Collected data entries
──────────────────────────────

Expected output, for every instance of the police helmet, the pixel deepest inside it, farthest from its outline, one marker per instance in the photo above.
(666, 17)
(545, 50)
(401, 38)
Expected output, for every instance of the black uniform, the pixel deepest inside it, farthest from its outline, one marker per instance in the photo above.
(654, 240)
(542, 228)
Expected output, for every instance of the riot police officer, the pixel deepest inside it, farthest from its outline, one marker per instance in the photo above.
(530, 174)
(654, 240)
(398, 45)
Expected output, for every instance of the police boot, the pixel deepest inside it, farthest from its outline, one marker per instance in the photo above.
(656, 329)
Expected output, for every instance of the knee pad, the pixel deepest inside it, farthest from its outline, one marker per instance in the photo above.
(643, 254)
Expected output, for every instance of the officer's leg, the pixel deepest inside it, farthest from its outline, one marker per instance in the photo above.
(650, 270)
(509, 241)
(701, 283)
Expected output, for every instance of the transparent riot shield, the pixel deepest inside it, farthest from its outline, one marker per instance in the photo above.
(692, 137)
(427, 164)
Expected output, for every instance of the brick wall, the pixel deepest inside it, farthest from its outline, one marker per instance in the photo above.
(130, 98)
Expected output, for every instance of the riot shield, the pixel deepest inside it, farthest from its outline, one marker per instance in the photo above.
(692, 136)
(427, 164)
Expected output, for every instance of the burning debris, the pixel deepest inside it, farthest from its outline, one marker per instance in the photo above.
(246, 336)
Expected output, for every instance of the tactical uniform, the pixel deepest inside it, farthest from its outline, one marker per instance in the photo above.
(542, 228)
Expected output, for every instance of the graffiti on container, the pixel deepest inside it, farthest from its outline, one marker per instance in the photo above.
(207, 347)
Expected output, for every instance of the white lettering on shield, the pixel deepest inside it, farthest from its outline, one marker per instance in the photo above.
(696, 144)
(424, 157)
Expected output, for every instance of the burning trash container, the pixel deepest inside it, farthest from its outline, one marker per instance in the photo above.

──────────────────────────────

◆ **Goal**
Give again only the lines starting at the one that contains "Expected output, for every instance of the knee" and running to the end of the data.

◆ **Complete answer**
Expected output, for every instance of the knee pad, the pixel deepest inside it, farthest from its outline, one marker per instance in the photo above.
(643, 254)
Expected output, for every instance of the officer's leg, the pixel deepest inside it, farthest from its outline, one marker per instance in the photo above.
(650, 270)
(509, 241)
(701, 283)
Expected output, for every instance of the transparent riot shield, the pixel deepest inside it, farthest from its outline, one marker per instance in the photo above.
(692, 137)
(427, 164)
Expected output, for every instance of the brick wall, the pixel deepest inside it, farthest from its outline, one marker per instance in the photo above.
(130, 98)
Expected output, for every instance of the riot shield, the pixel deepest inside it, farthest from its outline, one marker per instance in the photo above.
(692, 136)
(427, 164)
Expected output, for every instance of the burning debris, the pixel deepest inside it, farthest from its outline, one marker per instance in the photo above.
(246, 336)
Expected output, for every instance of the tactical uniform, the pixel deepest inside it, farthest from its outline, one marker per instance in the photo above.
(542, 228)
Expected output, for every instance of the graffiti on container, the pixel deepest inside it, farthest from its outline, one marker per instance in the photo above.
(207, 347)
Expected output, for every instance of the white lettering on shield, the pixel deepest inside it, farthest from its outline, one marker per instance in the photo above.
(696, 144)
(424, 157)
Expected output, for every instance of the burning trash container, the pixel deepest inside it, farthest from its outline, one marker per instance in the photo above.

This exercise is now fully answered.